**EXTRACTED ENTRIES:**
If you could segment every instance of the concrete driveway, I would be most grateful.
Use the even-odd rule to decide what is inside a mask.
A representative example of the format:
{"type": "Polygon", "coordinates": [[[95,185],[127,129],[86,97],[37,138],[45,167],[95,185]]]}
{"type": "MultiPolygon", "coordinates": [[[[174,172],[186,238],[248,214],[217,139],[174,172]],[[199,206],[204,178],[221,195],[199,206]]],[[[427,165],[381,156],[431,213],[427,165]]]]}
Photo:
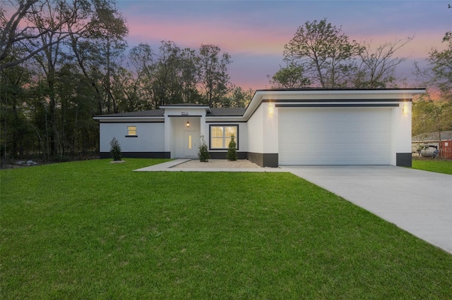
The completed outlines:
{"type": "Polygon", "coordinates": [[[393,165],[281,168],[452,254],[452,175],[393,165]]]}

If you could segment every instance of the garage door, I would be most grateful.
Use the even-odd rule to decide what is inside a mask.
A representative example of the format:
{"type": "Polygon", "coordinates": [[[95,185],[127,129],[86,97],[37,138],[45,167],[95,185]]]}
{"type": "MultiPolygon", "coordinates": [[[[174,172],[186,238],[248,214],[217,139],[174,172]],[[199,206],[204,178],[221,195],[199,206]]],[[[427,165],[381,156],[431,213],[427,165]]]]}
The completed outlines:
{"type": "Polygon", "coordinates": [[[280,165],[388,165],[391,108],[279,108],[280,165]]]}

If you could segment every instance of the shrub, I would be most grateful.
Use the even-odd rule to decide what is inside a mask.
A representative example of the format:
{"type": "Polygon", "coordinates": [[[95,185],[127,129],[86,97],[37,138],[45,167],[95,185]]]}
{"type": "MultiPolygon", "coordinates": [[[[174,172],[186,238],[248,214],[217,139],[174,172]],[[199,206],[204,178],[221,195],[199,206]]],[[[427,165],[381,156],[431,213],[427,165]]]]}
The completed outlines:
{"type": "Polygon", "coordinates": [[[210,158],[210,155],[209,154],[209,151],[206,144],[206,141],[204,141],[204,136],[201,136],[201,145],[199,146],[199,153],[198,154],[198,157],[199,157],[199,161],[203,163],[207,163],[209,161],[209,158],[210,158]]]}
{"type": "Polygon", "coordinates": [[[110,142],[110,153],[112,154],[112,157],[113,158],[113,161],[121,161],[122,157],[122,154],[121,153],[121,145],[116,137],[113,137],[112,142],[110,142]]]}
{"type": "Polygon", "coordinates": [[[234,137],[234,135],[231,135],[231,142],[229,142],[229,149],[226,154],[226,158],[227,158],[228,161],[237,160],[237,151],[235,149],[237,143],[235,142],[234,137]]]}

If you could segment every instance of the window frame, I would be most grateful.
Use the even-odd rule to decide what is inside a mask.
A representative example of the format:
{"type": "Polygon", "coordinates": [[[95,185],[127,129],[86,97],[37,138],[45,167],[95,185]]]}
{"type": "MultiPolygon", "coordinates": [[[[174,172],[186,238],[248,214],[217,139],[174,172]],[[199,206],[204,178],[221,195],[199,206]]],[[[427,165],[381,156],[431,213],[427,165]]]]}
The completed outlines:
{"type": "Polygon", "coordinates": [[[225,144],[223,148],[214,148],[212,146],[212,130],[215,127],[223,127],[223,136],[222,141],[223,143],[225,144],[225,134],[226,132],[225,127],[234,127],[235,129],[235,143],[236,146],[235,149],[239,150],[239,124],[210,124],[209,125],[209,150],[227,150],[228,149],[227,145],[225,144]]]}
{"type": "Polygon", "coordinates": [[[126,135],[126,137],[138,137],[136,127],[136,125],[127,125],[127,135],[126,135]],[[135,130],[131,129],[131,127],[135,127],[135,130]],[[131,131],[135,131],[135,135],[131,135],[131,131]]]}

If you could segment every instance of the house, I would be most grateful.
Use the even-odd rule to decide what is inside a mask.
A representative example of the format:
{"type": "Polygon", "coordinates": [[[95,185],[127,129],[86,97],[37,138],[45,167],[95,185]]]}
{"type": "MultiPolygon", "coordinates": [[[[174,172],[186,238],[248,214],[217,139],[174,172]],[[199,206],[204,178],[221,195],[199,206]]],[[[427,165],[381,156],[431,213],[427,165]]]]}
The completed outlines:
{"type": "Polygon", "coordinates": [[[411,108],[424,89],[261,89],[246,108],[171,104],[97,115],[100,152],[116,137],[124,157],[193,158],[201,137],[211,158],[225,158],[230,137],[239,158],[284,165],[411,166],[411,108]]]}
{"type": "Polygon", "coordinates": [[[441,132],[441,142],[439,137],[438,132],[421,133],[412,137],[412,152],[417,153],[425,146],[433,146],[439,150],[440,157],[452,159],[452,130],[441,132]]]}

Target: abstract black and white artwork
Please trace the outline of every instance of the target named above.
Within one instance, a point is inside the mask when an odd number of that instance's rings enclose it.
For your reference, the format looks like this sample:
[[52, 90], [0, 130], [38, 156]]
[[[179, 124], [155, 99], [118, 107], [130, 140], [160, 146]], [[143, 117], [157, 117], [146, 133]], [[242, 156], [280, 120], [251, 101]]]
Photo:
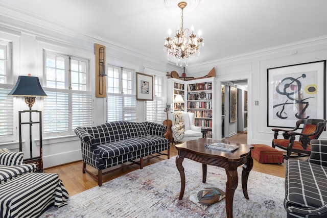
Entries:
[[267, 69], [268, 126], [325, 118], [325, 67], [324, 60]]

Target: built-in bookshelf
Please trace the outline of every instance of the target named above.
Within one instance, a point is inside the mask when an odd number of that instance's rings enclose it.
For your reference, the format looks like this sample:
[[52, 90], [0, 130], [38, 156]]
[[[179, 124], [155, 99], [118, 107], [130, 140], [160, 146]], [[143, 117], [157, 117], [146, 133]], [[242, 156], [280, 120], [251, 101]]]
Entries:
[[186, 85], [186, 111], [195, 114], [196, 126], [212, 128], [213, 81], [197, 82]]
[[[181, 81], [181, 82], [179, 81], [174, 81], [173, 82], [173, 102], [175, 101], [175, 98], [177, 95], [181, 95], [182, 98], [185, 101], [185, 84], [183, 81]], [[185, 110], [185, 103], [180, 103], [173, 104], [174, 110]]]
[[[182, 96], [184, 103], [182, 103], [181, 110], [194, 113], [195, 114], [195, 126], [202, 127], [206, 130], [208, 138], [218, 137], [217, 122], [215, 114], [217, 101], [215, 99], [215, 88], [216, 86], [215, 78], [208, 78], [183, 81], [175, 79], [169, 79], [173, 88], [173, 99], [176, 94]], [[216, 88], [217, 88], [217, 87]], [[178, 110], [177, 103], [174, 103], [174, 110]]]

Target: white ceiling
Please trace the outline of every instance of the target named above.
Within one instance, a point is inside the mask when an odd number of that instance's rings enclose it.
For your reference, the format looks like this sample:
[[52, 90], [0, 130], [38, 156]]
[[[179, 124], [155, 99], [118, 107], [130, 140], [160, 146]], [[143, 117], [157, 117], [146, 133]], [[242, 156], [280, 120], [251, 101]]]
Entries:
[[[163, 45], [168, 30], [170, 28], [174, 32], [180, 26], [178, 2], [0, 0], [0, 6], [31, 16], [33, 22], [35, 18], [42, 20], [42, 25], [44, 21], [49, 22], [48, 28], [52, 24], [59, 25], [168, 61]], [[190, 66], [327, 36], [326, 0], [186, 2], [189, 5], [193, 2], [198, 5], [184, 9], [184, 27], [190, 28], [193, 25], [195, 32], [201, 30], [204, 41], [200, 57], [193, 59]]]

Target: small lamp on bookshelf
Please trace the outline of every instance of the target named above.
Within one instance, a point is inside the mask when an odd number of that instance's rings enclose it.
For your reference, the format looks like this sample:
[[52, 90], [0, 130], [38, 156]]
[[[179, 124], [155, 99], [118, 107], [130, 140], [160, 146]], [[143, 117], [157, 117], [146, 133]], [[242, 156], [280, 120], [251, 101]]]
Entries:
[[178, 110], [181, 110], [182, 107], [182, 103], [184, 103], [184, 100], [183, 97], [180, 94], [177, 94], [174, 100], [174, 103], [176, 103], [176, 106]]

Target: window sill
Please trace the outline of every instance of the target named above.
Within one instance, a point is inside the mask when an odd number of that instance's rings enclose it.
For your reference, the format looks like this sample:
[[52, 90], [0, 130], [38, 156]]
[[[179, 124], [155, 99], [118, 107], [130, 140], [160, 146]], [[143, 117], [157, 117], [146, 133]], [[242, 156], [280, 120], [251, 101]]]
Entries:
[[[43, 138], [42, 139], [42, 146], [57, 144], [58, 143], [67, 142], [69, 141], [79, 140], [79, 138], [77, 135], [66, 135], [64, 136], [56, 136], [50, 137], [47, 138]], [[35, 140], [37, 146], [40, 146], [40, 140]]]

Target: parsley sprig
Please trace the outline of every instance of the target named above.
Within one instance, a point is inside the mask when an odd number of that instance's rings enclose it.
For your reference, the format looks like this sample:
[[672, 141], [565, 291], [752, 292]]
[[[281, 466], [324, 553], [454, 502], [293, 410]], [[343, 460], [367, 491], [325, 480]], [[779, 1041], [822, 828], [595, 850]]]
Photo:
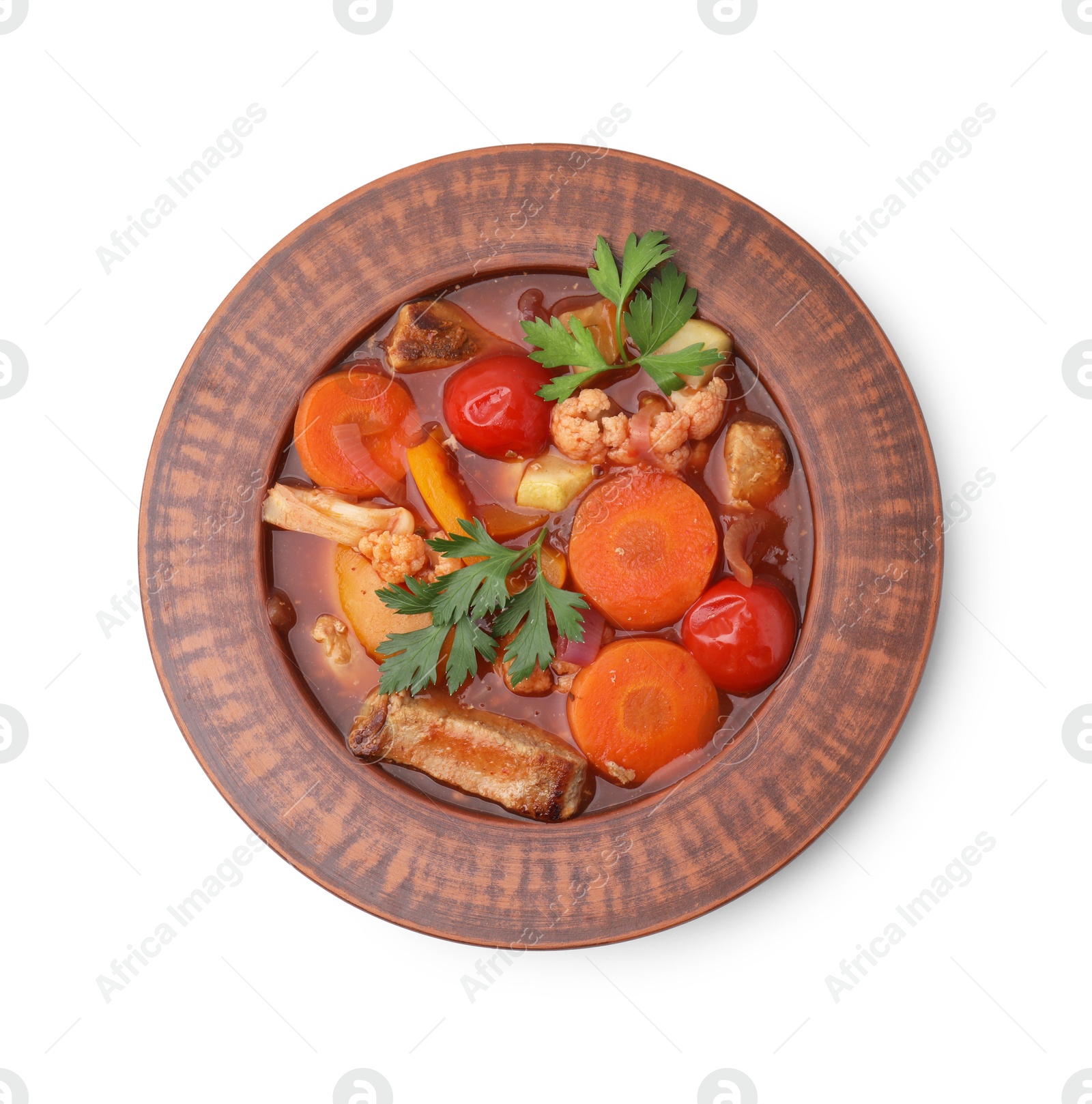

**SHORT TASK:** Return every line above that contains the word "bookshelf", copied in full.

**RESULT BELOW:**
Target: built-in bookshelf
Target: small lamp on bookshelf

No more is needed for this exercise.